(Task data)
※

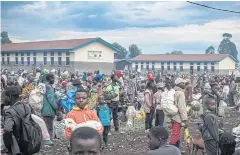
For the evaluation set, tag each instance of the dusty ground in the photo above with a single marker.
(135, 143)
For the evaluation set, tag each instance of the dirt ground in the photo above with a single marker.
(135, 143)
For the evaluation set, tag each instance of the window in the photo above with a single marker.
(162, 66)
(34, 60)
(147, 66)
(136, 66)
(44, 60)
(97, 55)
(22, 60)
(28, 61)
(181, 66)
(67, 61)
(67, 58)
(198, 66)
(212, 67)
(175, 66)
(205, 66)
(16, 60)
(52, 60)
(59, 61)
(168, 66)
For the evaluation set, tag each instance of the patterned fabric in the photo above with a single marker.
(59, 129)
(157, 100)
(27, 90)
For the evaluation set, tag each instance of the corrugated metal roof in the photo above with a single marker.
(46, 45)
(181, 57)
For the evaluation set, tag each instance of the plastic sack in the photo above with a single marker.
(195, 105)
(170, 110)
(42, 125)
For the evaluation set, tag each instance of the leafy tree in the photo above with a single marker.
(134, 51)
(122, 53)
(227, 47)
(4, 38)
(210, 50)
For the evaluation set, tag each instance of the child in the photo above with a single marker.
(85, 140)
(81, 113)
(104, 115)
(59, 127)
(210, 128)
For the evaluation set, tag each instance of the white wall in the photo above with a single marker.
(227, 64)
(107, 53)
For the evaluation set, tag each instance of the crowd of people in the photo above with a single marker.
(84, 109)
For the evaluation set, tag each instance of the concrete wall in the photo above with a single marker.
(107, 56)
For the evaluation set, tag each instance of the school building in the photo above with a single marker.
(188, 63)
(87, 54)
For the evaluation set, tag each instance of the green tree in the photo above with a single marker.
(134, 51)
(4, 38)
(228, 47)
(210, 50)
(122, 53)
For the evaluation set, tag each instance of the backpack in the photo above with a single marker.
(104, 115)
(31, 134)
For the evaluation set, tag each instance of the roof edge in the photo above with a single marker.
(95, 40)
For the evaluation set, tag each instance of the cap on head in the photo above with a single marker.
(179, 80)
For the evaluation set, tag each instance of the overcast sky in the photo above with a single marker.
(156, 27)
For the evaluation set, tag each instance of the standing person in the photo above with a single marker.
(104, 115)
(12, 120)
(148, 106)
(85, 140)
(50, 105)
(180, 120)
(131, 88)
(114, 88)
(232, 92)
(209, 130)
(188, 92)
(157, 103)
(157, 141)
(81, 113)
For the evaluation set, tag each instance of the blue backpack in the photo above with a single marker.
(104, 115)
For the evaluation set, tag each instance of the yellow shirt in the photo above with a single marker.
(116, 90)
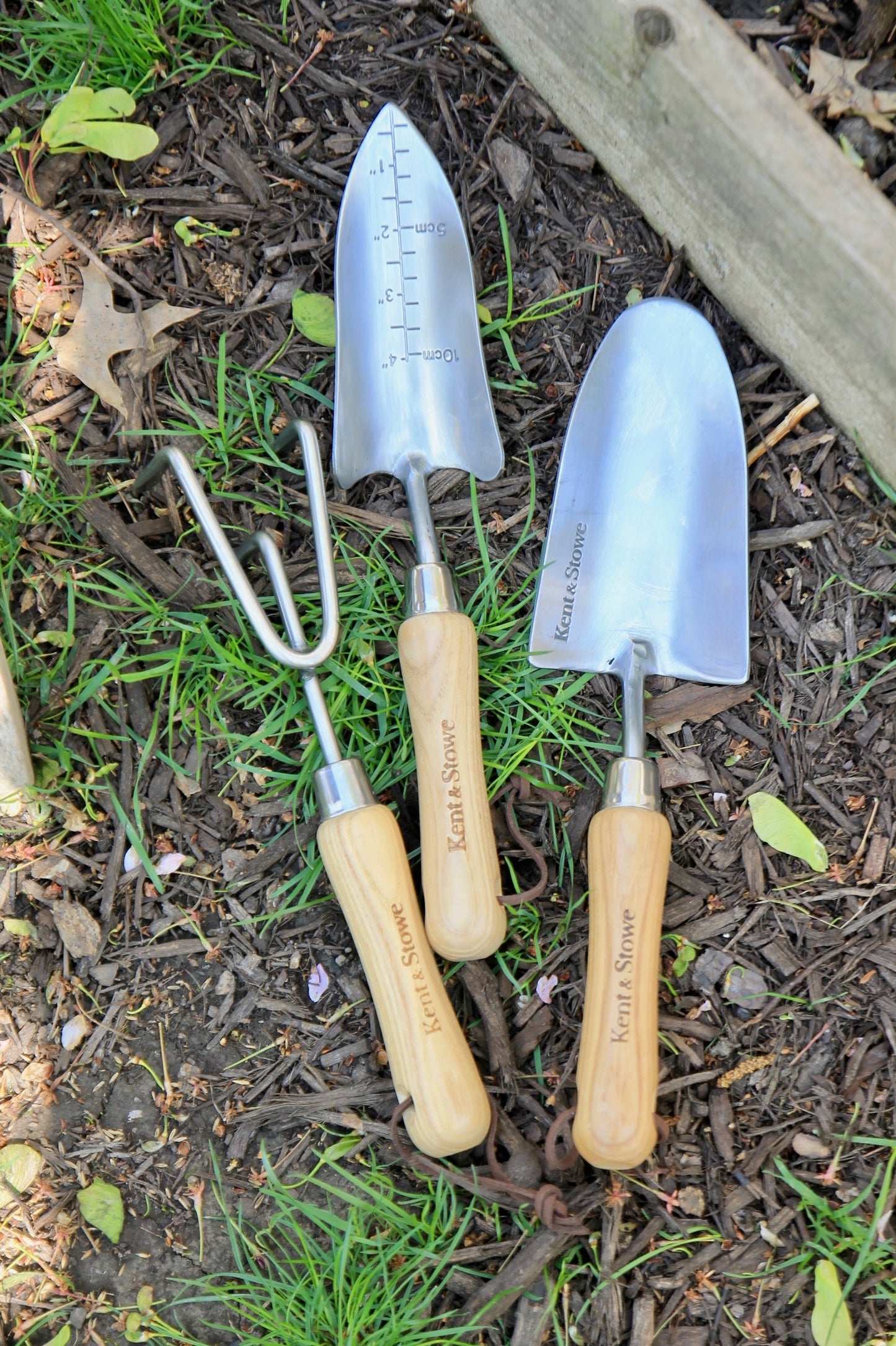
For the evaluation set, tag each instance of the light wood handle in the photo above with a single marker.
(428, 1054)
(461, 874)
(17, 770)
(619, 1054)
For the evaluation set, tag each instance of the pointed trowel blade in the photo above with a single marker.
(647, 536)
(410, 377)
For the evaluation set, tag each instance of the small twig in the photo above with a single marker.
(164, 1064)
(860, 852)
(113, 278)
(324, 35)
(195, 1192)
(20, 1202)
(783, 429)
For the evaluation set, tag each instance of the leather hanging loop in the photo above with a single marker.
(548, 1200)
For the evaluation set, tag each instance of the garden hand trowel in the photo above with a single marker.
(645, 571)
(412, 396)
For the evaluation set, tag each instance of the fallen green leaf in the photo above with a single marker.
(62, 640)
(117, 139)
(89, 119)
(852, 154)
(109, 104)
(686, 955)
(779, 827)
(22, 929)
(19, 1165)
(830, 1322)
(133, 1329)
(62, 1337)
(102, 1208)
(315, 317)
(73, 107)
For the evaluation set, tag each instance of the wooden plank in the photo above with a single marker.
(797, 244)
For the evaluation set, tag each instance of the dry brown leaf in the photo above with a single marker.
(101, 331)
(835, 85)
(80, 932)
(225, 279)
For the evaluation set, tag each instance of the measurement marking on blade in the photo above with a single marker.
(397, 298)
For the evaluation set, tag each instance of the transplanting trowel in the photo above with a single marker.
(645, 571)
(412, 396)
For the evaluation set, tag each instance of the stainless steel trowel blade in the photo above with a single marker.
(647, 536)
(410, 377)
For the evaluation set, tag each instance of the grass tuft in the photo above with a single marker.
(135, 43)
(345, 1259)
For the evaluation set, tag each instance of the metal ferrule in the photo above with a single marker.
(631, 784)
(431, 589)
(342, 788)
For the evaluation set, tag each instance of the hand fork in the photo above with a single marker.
(360, 840)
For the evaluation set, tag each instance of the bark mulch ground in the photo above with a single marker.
(796, 1076)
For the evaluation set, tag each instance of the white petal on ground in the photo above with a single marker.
(76, 1032)
(544, 988)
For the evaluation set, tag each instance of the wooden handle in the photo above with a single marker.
(619, 1054)
(428, 1054)
(461, 874)
(17, 770)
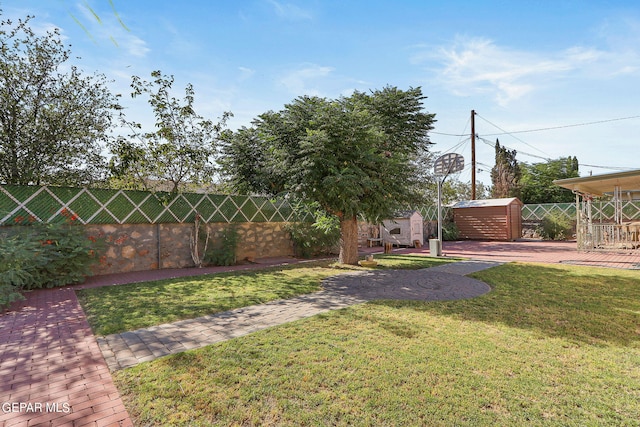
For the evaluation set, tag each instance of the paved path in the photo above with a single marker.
(441, 283)
(50, 360)
(48, 354)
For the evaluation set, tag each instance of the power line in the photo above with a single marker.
(448, 134)
(566, 126)
(492, 144)
(544, 129)
(510, 133)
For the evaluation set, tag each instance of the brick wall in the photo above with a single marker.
(135, 247)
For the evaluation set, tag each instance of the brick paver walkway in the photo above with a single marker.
(50, 361)
(130, 348)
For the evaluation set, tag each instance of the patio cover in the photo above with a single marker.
(599, 185)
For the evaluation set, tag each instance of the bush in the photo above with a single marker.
(35, 255)
(318, 238)
(224, 251)
(556, 226)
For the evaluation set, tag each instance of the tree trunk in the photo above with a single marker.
(348, 241)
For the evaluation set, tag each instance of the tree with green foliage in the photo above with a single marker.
(181, 151)
(54, 121)
(356, 156)
(505, 175)
(537, 180)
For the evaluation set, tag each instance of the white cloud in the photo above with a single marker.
(479, 66)
(109, 28)
(289, 11)
(245, 73)
(304, 80)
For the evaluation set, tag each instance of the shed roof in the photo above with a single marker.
(405, 214)
(486, 203)
(599, 185)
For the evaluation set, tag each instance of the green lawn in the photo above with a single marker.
(550, 345)
(114, 309)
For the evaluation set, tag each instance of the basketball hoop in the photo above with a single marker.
(444, 166)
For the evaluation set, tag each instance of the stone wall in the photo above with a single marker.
(135, 247)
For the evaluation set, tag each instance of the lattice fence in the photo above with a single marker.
(430, 213)
(601, 211)
(19, 204)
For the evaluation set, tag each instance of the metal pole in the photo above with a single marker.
(473, 155)
(440, 211)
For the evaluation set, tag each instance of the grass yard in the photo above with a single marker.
(550, 345)
(115, 309)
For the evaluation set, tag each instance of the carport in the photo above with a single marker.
(623, 233)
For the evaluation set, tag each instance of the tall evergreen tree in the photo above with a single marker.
(505, 175)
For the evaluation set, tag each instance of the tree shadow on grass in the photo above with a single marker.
(116, 309)
(583, 305)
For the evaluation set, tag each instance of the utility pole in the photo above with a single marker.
(473, 155)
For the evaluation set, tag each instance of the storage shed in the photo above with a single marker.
(404, 229)
(491, 219)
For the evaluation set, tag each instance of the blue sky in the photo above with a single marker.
(521, 65)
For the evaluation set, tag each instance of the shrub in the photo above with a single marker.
(318, 238)
(555, 226)
(224, 251)
(35, 255)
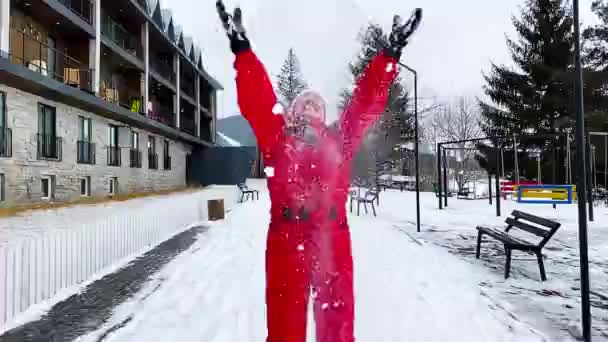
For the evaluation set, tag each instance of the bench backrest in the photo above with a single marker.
(533, 224)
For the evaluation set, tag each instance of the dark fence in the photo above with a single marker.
(222, 165)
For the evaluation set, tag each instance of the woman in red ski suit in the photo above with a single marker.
(308, 249)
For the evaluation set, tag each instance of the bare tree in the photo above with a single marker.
(455, 121)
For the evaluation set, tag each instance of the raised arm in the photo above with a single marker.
(255, 94)
(371, 92)
(256, 97)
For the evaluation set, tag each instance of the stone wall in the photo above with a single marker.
(23, 172)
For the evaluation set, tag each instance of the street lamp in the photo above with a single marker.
(581, 186)
(416, 143)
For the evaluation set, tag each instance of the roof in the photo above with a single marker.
(237, 128)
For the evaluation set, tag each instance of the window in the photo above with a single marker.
(113, 136)
(85, 186)
(5, 133)
(49, 145)
(47, 184)
(86, 149)
(167, 157)
(84, 129)
(114, 157)
(134, 140)
(2, 110)
(151, 145)
(2, 198)
(113, 185)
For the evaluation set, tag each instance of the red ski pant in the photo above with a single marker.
(307, 261)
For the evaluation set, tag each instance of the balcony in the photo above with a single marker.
(120, 36)
(39, 57)
(49, 147)
(114, 156)
(135, 158)
(152, 161)
(122, 95)
(85, 152)
(82, 8)
(6, 142)
(187, 125)
(162, 68)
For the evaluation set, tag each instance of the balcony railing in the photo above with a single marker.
(82, 8)
(163, 69)
(187, 88)
(85, 152)
(120, 36)
(49, 147)
(47, 61)
(135, 158)
(114, 156)
(187, 125)
(6, 142)
(118, 95)
(152, 161)
(164, 115)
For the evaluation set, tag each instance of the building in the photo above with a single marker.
(98, 97)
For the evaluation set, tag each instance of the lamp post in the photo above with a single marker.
(416, 144)
(581, 186)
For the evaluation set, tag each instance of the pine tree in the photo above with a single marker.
(596, 38)
(536, 96)
(396, 124)
(290, 82)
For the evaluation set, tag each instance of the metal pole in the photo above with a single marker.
(445, 178)
(605, 161)
(497, 178)
(439, 187)
(490, 186)
(581, 184)
(589, 176)
(416, 150)
(515, 151)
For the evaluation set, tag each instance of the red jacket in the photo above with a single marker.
(310, 180)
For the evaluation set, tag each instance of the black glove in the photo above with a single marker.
(233, 24)
(401, 33)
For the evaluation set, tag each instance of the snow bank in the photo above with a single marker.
(49, 255)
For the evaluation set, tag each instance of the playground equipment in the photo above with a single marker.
(546, 194)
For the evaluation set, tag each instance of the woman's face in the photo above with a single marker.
(310, 106)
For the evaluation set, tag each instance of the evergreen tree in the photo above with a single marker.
(290, 82)
(536, 97)
(396, 124)
(596, 38)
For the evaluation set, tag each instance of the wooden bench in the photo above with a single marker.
(245, 192)
(463, 193)
(529, 223)
(370, 197)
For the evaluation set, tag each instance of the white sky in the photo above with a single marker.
(455, 43)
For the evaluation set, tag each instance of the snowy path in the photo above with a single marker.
(214, 292)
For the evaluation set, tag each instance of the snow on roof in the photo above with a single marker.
(229, 140)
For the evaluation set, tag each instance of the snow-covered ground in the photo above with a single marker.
(408, 286)
(48, 255)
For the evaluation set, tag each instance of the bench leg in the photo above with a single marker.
(541, 266)
(508, 262)
(478, 252)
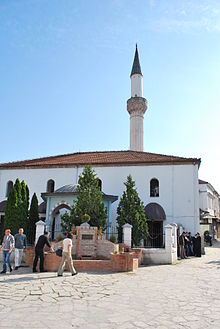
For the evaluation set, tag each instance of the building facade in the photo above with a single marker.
(167, 185)
(209, 205)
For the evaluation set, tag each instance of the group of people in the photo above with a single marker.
(19, 244)
(189, 245)
(10, 242)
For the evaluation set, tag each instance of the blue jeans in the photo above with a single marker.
(6, 259)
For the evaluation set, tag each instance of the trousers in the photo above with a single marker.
(65, 259)
(39, 253)
(6, 260)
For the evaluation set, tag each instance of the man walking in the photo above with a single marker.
(20, 245)
(7, 247)
(39, 251)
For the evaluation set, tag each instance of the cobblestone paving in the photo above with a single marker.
(186, 295)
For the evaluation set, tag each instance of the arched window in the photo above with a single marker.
(100, 184)
(154, 187)
(50, 186)
(9, 187)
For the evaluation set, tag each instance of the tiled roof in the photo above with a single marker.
(202, 181)
(100, 158)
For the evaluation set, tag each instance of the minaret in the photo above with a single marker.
(136, 107)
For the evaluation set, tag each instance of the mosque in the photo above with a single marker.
(167, 185)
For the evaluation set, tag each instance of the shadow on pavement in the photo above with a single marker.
(26, 278)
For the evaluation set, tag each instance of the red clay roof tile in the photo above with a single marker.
(99, 158)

※

Quote, without any change, each line from the one that contains "For the evaluation set, tag each instance of the blue jeans" through the end of the material.

(Right answer)
For the evaluation set, tag each instance of the blue jeans in the photo above with a single marker.
(6, 259)
For the evaluation set, tag each instance of the trousers in the photo above with a single marker.
(65, 259)
(39, 253)
(6, 260)
For the evaluation set, tag each instance of the man walking in the photo above with a single marker.
(20, 245)
(7, 247)
(39, 251)
For the evaluation set, tag each instance of the cobblestone paving in the photo above with a single marker.
(186, 295)
For the evaluation set, tag each instance of the arched window in the photo above with a single marker.
(100, 184)
(154, 187)
(50, 186)
(9, 187)
For the evaluation set, tag each instance of the tiled roof in the photo above with a single marker.
(202, 181)
(100, 158)
For the evaluation set, tag each instance of the minaret in the photo above with a single marker.
(136, 107)
For the evaluation set, tag each instance of the mosque in the photo above with a single marker.
(167, 185)
For the evaluation set, tag each instance of the shadow on pavement in the photo above with a single marker.
(26, 278)
For the evaluation set, tag each instance of the red clay roof tile in the photo above with a single marker.
(99, 158)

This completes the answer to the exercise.